→ Data shown

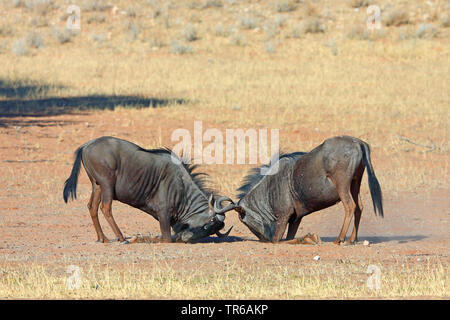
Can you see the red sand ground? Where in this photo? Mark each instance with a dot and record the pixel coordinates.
(36, 225)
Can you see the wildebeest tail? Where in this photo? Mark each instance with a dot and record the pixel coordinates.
(374, 185)
(70, 186)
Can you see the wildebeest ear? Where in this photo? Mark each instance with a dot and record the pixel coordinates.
(241, 211)
(211, 202)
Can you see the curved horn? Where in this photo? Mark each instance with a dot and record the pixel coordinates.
(224, 235)
(218, 209)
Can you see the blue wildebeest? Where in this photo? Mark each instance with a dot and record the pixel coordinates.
(305, 183)
(148, 180)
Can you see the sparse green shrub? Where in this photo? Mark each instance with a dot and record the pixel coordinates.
(100, 38)
(248, 22)
(269, 46)
(96, 19)
(20, 48)
(179, 48)
(426, 31)
(131, 32)
(189, 33)
(34, 40)
(312, 25)
(360, 3)
(6, 30)
(445, 21)
(221, 31)
(395, 17)
(237, 39)
(98, 5)
(62, 35)
(285, 5)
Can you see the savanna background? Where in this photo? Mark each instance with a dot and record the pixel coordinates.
(138, 70)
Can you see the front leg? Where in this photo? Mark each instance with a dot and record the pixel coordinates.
(279, 229)
(164, 224)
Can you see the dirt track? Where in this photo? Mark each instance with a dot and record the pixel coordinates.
(36, 225)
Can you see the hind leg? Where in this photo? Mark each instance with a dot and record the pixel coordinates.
(342, 185)
(355, 188)
(293, 227)
(358, 211)
(93, 205)
(106, 208)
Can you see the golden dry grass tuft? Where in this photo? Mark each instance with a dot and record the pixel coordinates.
(326, 280)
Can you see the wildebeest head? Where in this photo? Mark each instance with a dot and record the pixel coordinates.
(263, 228)
(203, 224)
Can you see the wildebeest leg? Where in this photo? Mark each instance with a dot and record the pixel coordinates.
(343, 189)
(93, 204)
(293, 227)
(354, 236)
(280, 228)
(106, 208)
(355, 188)
(358, 211)
(164, 224)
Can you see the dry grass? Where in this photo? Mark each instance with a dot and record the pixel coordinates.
(379, 90)
(230, 282)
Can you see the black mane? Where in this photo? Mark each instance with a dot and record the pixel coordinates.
(199, 178)
(254, 174)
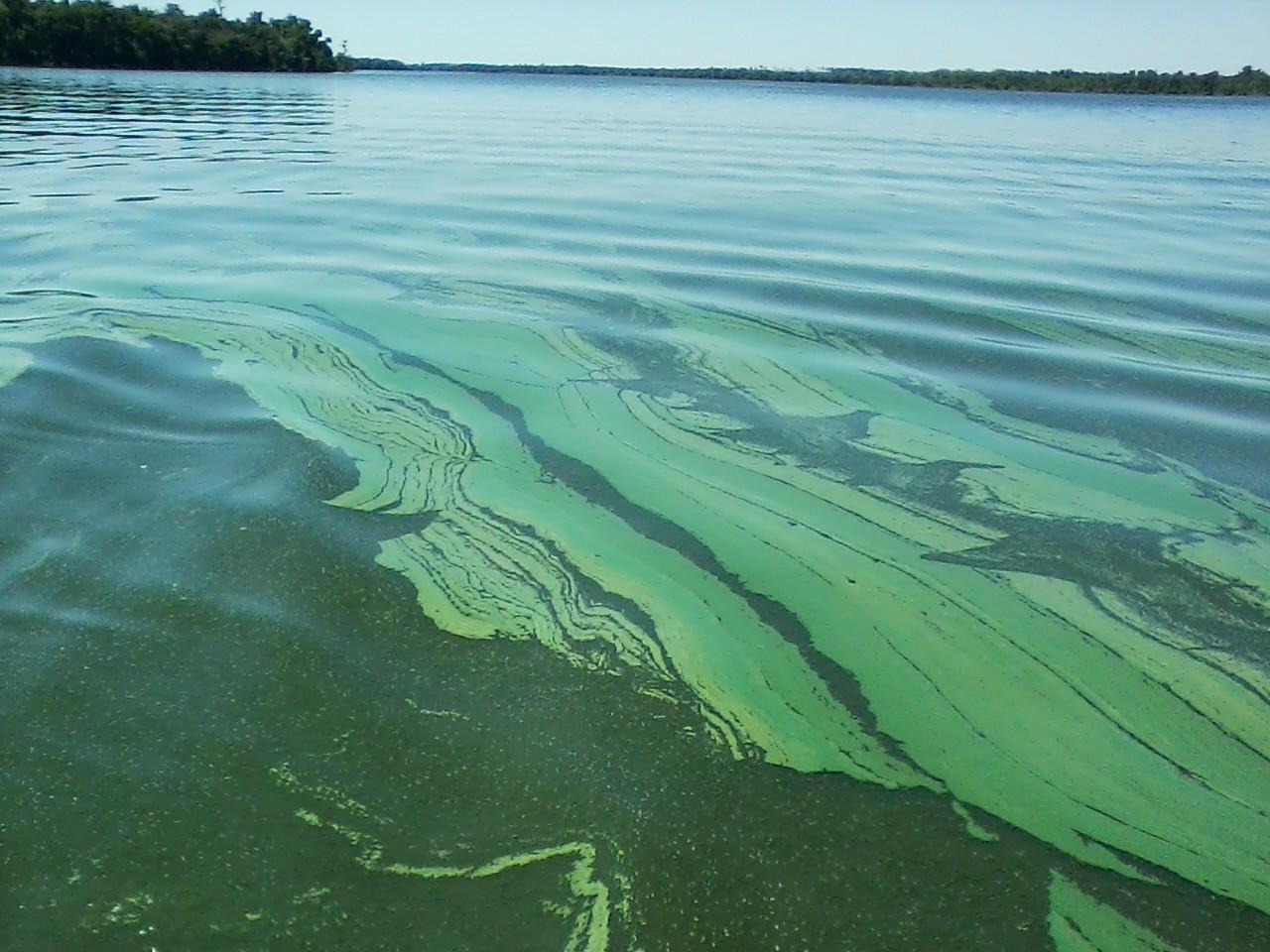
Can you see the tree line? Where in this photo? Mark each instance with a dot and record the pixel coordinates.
(94, 33)
(1246, 82)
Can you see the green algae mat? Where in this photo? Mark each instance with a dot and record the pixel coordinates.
(512, 563)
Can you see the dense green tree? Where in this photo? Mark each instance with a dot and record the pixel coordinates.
(95, 33)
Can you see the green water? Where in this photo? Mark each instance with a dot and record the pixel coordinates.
(530, 513)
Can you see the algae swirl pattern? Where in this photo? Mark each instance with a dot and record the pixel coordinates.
(848, 567)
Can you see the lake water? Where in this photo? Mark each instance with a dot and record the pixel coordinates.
(592, 516)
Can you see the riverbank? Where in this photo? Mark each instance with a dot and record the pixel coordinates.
(1246, 82)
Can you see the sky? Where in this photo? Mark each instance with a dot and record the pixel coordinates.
(915, 35)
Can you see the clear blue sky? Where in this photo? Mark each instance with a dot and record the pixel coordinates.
(1084, 35)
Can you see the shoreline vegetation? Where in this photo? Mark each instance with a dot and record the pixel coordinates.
(96, 35)
(1246, 82)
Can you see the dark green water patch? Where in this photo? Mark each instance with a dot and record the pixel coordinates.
(225, 728)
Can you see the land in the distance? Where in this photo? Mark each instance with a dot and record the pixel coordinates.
(96, 35)
(1246, 82)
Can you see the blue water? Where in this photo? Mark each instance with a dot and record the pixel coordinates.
(548, 513)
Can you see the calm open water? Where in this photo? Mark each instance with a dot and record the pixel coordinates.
(593, 516)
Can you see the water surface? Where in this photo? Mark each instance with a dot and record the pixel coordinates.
(492, 512)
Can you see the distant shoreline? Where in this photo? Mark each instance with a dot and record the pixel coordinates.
(1246, 82)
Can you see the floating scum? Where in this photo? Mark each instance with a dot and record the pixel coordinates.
(684, 526)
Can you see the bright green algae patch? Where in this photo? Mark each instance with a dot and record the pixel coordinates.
(1079, 923)
(701, 532)
(12, 365)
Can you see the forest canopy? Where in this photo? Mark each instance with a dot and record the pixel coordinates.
(94, 33)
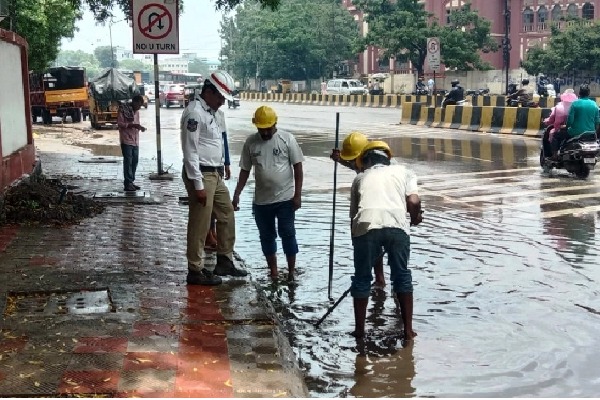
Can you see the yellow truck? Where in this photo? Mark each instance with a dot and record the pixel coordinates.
(59, 92)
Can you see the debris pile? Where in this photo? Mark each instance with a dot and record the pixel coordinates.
(39, 200)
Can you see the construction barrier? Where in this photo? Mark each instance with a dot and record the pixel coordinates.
(513, 120)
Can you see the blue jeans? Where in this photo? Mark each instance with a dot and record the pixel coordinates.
(367, 248)
(265, 215)
(130, 160)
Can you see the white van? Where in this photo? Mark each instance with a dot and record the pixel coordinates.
(343, 86)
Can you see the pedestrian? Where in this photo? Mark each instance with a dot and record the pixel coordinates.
(128, 121)
(210, 243)
(351, 148)
(430, 84)
(277, 160)
(202, 146)
(380, 221)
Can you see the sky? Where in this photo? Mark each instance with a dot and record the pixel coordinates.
(198, 31)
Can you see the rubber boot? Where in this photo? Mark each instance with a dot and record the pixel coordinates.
(406, 308)
(360, 314)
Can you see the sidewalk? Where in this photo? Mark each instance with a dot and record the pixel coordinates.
(102, 308)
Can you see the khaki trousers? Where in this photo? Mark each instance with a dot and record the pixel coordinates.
(217, 202)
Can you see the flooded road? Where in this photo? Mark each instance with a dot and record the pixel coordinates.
(505, 264)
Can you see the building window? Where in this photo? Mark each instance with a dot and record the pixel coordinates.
(542, 18)
(528, 20)
(588, 11)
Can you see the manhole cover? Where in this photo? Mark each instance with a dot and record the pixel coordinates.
(52, 303)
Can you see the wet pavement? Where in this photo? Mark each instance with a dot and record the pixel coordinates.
(505, 264)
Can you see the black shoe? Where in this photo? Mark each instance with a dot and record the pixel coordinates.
(226, 267)
(204, 277)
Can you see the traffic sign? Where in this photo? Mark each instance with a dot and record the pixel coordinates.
(433, 54)
(155, 27)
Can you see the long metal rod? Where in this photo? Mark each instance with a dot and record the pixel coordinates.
(157, 108)
(332, 237)
(330, 309)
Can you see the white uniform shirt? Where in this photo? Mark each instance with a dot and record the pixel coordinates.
(201, 140)
(378, 198)
(273, 162)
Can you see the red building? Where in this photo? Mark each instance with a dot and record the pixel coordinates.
(530, 22)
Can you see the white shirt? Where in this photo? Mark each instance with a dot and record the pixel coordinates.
(378, 198)
(273, 162)
(201, 140)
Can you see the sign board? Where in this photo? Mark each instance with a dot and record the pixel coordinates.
(155, 27)
(433, 54)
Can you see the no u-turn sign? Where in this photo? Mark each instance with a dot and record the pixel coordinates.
(155, 27)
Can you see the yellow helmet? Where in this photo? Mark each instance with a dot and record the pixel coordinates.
(353, 145)
(264, 117)
(375, 144)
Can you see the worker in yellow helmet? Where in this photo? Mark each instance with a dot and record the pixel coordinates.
(380, 221)
(351, 149)
(277, 161)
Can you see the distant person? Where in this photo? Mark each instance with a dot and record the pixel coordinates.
(277, 161)
(128, 121)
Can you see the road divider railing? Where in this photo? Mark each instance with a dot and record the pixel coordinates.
(513, 120)
(367, 100)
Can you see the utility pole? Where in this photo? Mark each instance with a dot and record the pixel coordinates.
(506, 46)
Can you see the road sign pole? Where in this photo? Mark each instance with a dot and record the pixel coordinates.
(157, 108)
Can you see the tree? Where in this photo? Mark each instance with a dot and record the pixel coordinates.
(303, 39)
(401, 29)
(106, 56)
(575, 48)
(197, 66)
(43, 23)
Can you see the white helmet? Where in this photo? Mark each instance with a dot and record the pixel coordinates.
(223, 82)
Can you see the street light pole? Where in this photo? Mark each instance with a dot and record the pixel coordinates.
(506, 46)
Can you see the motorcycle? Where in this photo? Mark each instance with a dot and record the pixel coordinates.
(235, 103)
(578, 155)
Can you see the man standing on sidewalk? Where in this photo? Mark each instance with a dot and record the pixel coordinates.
(277, 160)
(128, 121)
(380, 221)
(202, 146)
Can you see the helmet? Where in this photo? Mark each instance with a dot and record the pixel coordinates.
(223, 82)
(353, 145)
(374, 145)
(264, 117)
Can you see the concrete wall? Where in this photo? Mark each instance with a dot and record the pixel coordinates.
(17, 152)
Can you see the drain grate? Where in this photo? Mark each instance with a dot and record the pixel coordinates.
(53, 303)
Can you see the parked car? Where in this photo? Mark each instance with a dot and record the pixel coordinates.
(149, 90)
(343, 86)
(172, 94)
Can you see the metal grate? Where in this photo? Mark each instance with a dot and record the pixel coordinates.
(56, 303)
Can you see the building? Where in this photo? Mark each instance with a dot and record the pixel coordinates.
(530, 23)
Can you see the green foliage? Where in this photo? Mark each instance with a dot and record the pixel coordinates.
(402, 27)
(106, 56)
(303, 39)
(575, 48)
(43, 23)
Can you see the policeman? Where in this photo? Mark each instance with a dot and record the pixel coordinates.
(202, 146)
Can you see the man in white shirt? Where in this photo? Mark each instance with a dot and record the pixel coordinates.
(277, 161)
(202, 146)
(379, 200)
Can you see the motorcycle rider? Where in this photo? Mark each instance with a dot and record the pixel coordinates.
(583, 117)
(421, 88)
(456, 94)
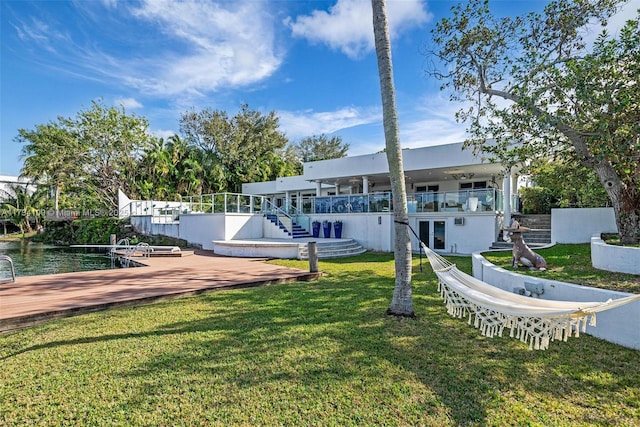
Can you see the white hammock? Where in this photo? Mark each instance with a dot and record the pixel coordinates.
(492, 309)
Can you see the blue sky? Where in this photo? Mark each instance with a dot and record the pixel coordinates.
(312, 62)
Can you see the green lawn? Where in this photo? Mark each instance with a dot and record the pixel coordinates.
(311, 353)
(571, 263)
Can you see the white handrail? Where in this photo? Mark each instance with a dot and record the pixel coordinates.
(10, 261)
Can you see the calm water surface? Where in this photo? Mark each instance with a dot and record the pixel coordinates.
(30, 259)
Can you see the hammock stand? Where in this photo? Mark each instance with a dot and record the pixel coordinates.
(532, 320)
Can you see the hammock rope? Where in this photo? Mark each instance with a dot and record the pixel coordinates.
(531, 320)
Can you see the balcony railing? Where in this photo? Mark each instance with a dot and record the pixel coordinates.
(479, 200)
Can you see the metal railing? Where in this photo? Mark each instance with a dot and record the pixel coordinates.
(8, 259)
(287, 216)
(298, 209)
(479, 200)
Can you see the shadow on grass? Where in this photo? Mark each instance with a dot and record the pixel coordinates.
(325, 348)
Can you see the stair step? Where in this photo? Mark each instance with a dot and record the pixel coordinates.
(334, 249)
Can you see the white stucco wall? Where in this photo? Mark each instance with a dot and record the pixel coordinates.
(621, 259)
(619, 325)
(578, 225)
(477, 232)
(364, 229)
(202, 229)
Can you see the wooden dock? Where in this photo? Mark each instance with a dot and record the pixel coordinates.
(35, 299)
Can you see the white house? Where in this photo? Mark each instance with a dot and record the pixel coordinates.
(457, 203)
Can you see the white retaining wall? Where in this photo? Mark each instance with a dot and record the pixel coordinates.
(372, 231)
(619, 325)
(578, 225)
(143, 225)
(620, 259)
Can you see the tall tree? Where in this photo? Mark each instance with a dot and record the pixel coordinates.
(402, 301)
(52, 157)
(248, 147)
(115, 142)
(321, 147)
(24, 205)
(534, 79)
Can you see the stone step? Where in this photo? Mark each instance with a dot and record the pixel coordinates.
(337, 249)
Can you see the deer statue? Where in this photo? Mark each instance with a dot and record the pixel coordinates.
(523, 253)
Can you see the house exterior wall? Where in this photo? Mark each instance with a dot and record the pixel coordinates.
(202, 229)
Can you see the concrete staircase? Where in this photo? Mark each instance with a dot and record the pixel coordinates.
(540, 234)
(297, 231)
(334, 248)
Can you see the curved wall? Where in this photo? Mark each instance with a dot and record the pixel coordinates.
(620, 259)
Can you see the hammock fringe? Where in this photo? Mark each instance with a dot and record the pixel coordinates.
(533, 321)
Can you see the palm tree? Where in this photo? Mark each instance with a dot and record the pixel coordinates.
(52, 156)
(402, 302)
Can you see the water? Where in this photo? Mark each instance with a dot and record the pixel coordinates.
(31, 259)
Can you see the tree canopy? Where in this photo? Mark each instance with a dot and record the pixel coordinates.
(248, 147)
(536, 87)
(320, 147)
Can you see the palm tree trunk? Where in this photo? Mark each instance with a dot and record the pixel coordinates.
(402, 302)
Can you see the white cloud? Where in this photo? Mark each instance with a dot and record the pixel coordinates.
(627, 11)
(178, 49)
(301, 124)
(163, 133)
(129, 103)
(223, 44)
(348, 27)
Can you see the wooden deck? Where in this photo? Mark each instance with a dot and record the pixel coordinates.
(34, 299)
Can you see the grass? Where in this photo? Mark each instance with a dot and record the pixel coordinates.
(314, 353)
(571, 263)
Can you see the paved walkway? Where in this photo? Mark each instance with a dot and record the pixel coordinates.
(34, 299)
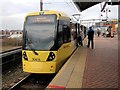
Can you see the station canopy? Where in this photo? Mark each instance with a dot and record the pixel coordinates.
(85, 4)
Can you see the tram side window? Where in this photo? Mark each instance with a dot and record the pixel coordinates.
(60, 35)
(66, 34)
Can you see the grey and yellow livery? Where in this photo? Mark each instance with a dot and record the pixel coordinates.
(48, 40)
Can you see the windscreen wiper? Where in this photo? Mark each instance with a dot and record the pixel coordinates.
(31, 47)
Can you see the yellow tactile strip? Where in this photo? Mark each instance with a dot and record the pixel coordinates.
(78, 72)
(63, 76)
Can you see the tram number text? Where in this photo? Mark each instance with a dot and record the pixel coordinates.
(36, 59)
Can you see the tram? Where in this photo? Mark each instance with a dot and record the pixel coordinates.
(49, 38)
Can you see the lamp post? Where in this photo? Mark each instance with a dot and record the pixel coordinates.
(41, 5)
(106, 11)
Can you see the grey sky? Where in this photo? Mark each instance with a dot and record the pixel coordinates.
(14, 11)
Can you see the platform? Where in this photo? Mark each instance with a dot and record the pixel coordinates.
(90, 68)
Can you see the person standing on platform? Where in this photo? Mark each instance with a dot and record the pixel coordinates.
(98, 32)
(90, 37)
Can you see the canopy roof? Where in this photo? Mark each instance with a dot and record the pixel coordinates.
(85, 4)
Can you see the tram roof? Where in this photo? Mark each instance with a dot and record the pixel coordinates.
(85, 4)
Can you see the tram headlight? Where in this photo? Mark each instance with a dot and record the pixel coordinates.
(51, 56)
(25, 56)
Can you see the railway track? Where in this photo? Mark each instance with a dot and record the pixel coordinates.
(33, 81)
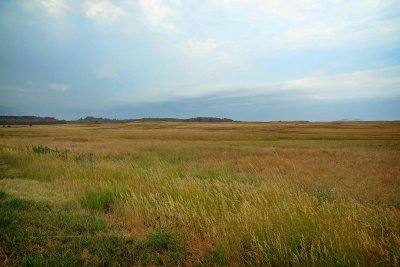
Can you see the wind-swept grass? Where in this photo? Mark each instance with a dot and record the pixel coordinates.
(220, 194)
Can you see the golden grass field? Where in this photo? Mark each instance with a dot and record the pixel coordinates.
(269, 194)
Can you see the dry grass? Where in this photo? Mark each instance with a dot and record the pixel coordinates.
(243, 193)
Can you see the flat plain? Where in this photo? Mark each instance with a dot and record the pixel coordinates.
(201, 194)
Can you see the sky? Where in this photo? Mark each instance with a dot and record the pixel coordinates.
(254, 60)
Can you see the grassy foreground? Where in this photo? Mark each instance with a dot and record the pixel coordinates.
(201, 194)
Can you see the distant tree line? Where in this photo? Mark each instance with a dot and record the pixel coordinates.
(36, 120)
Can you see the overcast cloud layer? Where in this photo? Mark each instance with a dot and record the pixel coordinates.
(243, 59)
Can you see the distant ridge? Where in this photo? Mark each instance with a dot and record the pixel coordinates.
(36, 120)
(29, 120)
(349, 120)
(196, 119)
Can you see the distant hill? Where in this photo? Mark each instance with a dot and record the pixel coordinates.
(91, 119)
(35, 120)
(28, 120)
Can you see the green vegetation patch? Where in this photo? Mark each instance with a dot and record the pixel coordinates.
(98, 200)
(37, 234)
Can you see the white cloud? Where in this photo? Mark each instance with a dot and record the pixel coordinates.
(157, 13)
(288, 9)
(103, 10)
(59, 87)
(201, 47)
(106, 72)
(52, 7)
(346, 86)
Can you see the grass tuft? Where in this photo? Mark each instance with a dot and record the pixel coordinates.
(98, 200)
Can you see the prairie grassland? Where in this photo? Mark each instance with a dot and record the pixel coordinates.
(273, 194)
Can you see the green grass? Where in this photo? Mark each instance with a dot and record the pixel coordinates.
(38, 234)
(201, 194)
(100, 200)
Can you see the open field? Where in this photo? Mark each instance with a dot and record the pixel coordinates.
(200, 194)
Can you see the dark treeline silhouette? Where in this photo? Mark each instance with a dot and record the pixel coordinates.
(36, 120)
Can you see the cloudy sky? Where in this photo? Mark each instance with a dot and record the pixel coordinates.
(255, 60)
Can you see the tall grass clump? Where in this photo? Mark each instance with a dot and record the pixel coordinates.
(98, 200)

→ Assignment
From the line that contains "Can you see the distant hill?" to the last line of the material above, repeat every line exactly, keeping both the first and the last.

→ Result for this task
Can you see the distant hill? Where in this photo? Mark each instance with a dot and record the pixel coordinates.
(91, 119)
(35, 120)
(28, 120)
Can you see the green vegetation patch? Where in this photo? Mark each instance with a dot and record the pixel coordinates.
(98, 200)
(37, 234)
Can you see the white cloud? Where in this photo? Mark each instance with a dot and record the pixel coordinates.
(157, 13)
(288, 9)
(103, 10)
(59, 87)
(201, 47)
(106, 72)
(52, 7)
(346, 86)
Can you see the grass tuft? Where in this photo? Mark each instance with a dot and record the pixel coordinates.
(98, 200)
Can you see the prairie grassland? Where in this photo? Mark each instance with a dot and record the pixel coordinates.
(273, 194)
Can you see the green grass? Where in this photo? Mark each instance with a dot and record the pixel coordinates.
(38, 234)
(201, 194)
(100, 200)
Can you see the open field? Where in this photo? Mark each instance with a dot and record the pixel coordinates.
(200, 194)
Can you see the dark treeline silhouette? Where in this photo? Mark each instance with a dot and record the pixel coordinates.
(36, 120)
Can you see the cloudy sky? Where in this photo? Mark each instance with a dot and record the pixel coordinates.
(255, 60)
Can you see the tall grass clump? Where in this photo? Mark each instance with a dot and record the pixel coordinates.
(98, 200)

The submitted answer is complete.